EXCERTO FORNECIDO:
Coloca-se, no entanto, a seguinte questão: em que medida é que uma política de compras públicas, favorecendo empresas nacionais, poderá ser estabelecida sem infringir as regras comunitárias de concorrência? A esta questão, Luís Valadares Tavares (2003, 103) responde que “o Tratado da União, especialmente a partir do Acto Único, não permite discriminar entre empresas nacionais ou não, sempre que se procede a uma compra pública. Todavia, cada Estado é soberano em relação à escolha do que pretende adquirir e é nessa etapa decisória que se podem escolher soluções, padrões, normas ou outros termos de referência que permitam dar grandes oportunidades às nossas empresas (...).
 
Assim sendo, a política de compras públicas pode, em determinadas circunstâncias, funcionar como uma alavanca da vantagem competitiva nacional, caso o Estado actue como um comprador exigente e sofisticado. Para tal, deve, por um lado, haver um esforço coordenado de todos os órgãos da AP e, por outro, ser induzido um forte cariz de competição interna23.

Itens guardados:

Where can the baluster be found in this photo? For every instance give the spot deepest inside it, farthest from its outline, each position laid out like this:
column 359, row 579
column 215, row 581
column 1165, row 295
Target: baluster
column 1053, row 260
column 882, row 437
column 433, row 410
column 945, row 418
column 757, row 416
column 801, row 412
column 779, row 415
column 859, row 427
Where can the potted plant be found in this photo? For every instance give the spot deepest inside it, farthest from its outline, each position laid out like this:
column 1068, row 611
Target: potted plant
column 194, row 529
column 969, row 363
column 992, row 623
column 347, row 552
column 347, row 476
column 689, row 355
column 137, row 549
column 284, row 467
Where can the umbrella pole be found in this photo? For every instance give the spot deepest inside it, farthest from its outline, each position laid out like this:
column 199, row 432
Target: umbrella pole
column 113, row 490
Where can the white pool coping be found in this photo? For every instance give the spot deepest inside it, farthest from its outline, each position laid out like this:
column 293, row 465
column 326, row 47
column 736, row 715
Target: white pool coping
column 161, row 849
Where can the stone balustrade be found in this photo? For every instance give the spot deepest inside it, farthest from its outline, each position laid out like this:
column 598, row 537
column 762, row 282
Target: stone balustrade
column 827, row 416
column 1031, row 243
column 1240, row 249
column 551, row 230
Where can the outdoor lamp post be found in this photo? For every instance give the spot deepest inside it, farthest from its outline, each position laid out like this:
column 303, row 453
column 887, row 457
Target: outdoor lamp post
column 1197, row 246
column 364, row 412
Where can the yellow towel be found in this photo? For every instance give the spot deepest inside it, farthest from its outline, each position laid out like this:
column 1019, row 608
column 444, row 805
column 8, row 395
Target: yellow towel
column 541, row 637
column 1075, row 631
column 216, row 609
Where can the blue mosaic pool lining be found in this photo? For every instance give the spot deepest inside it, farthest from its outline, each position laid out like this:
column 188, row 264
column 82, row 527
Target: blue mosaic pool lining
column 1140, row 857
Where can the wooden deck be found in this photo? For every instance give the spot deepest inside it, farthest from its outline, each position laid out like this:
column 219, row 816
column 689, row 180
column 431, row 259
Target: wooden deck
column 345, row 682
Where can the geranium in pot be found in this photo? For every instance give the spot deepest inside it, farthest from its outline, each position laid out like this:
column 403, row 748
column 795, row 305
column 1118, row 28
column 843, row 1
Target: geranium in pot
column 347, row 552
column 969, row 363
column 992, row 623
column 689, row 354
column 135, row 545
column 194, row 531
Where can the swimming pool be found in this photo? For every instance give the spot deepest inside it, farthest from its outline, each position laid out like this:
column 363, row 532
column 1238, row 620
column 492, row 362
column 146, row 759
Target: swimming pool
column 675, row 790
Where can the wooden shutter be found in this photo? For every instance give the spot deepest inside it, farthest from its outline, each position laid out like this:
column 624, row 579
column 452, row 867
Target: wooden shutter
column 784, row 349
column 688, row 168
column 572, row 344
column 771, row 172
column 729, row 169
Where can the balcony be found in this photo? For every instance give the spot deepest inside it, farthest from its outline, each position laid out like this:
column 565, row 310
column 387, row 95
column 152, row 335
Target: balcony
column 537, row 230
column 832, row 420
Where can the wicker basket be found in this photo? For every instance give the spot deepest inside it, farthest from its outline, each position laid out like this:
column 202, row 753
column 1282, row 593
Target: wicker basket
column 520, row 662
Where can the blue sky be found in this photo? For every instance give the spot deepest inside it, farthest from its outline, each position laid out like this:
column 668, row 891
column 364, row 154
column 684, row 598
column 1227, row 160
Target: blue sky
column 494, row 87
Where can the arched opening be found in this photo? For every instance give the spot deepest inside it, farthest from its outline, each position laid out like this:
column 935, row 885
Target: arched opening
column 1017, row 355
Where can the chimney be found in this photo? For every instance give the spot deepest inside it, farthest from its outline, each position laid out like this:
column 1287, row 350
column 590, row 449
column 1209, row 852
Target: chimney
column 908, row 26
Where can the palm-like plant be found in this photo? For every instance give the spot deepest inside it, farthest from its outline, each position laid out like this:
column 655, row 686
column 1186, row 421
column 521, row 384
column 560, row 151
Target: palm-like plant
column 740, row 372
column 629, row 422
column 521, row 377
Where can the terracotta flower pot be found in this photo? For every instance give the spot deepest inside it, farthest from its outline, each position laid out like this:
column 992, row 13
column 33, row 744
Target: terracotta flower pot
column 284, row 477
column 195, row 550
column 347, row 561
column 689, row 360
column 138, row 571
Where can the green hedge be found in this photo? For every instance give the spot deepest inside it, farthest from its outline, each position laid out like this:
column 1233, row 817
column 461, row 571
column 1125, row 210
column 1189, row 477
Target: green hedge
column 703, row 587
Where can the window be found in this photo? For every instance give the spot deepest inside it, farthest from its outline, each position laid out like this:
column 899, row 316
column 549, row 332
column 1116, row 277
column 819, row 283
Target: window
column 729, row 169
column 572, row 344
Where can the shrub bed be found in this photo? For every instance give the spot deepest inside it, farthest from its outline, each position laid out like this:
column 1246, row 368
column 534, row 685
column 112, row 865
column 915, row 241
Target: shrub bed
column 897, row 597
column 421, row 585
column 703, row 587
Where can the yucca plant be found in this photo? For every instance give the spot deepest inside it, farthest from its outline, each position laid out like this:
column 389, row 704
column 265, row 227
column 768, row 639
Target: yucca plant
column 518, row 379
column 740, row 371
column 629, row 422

TAREFAS PROPOSTAS:
a) Indique quantas linhas das entradas contêm a palavra "umbrella", respeitando a distinção entre maiúsculas e minúsculas. Responda só com o número.
b) Prossiga o texto sobre a política de compras públicas a partir da última frase apresentada.
O excerto e as entradas provêm de fontes distintas.

RESPOSTAS:
a) 2

b)
2.2.2. Política de Regulamentação
 
O Governo pode igualmente influenciar as condições de procura através do desenvolvimento de padrões (standards)24 e regulamentos avançados e exigentes. Estes pressionam as empresas no sentido da qualidade e da inovação, assim como podem antecipar tendências internacionais25.
 
2.3. O Papel do Governo nas Indústrias Relacionadas e de Suporte
 
Michael Porter (1993, 821) conclui que nenhum país pode dispor de competitividade em todos os sectores. Num mundo de crescente concorrência global, as economias são especializadas. O sucesso competitivo de cada país encontra-se concentrado em certas indústrias e tipo de indústrias inter-relacionadas, designados por clusters26.
 
A forma mais eficiente que os governos possuem para reforçar o desenvolvimento de um cluster é através de investimentos que criem ou ajudem a criar factores especializados, tais como institutos técnicos e universitários e infra-estruturas específicas (Monitor Company, 1994, 104).
 
2.4. O Papel do Governo na Estratégia, Estrutura e Rivalidade Empresariais
 
As políticas públicas influenciam a forma como as empresas são geridas, definem os seus objectivos e concorrem entre si. De todas, as que incentivam uma forte concorrência no mercado doméstico são particularmente eficazes.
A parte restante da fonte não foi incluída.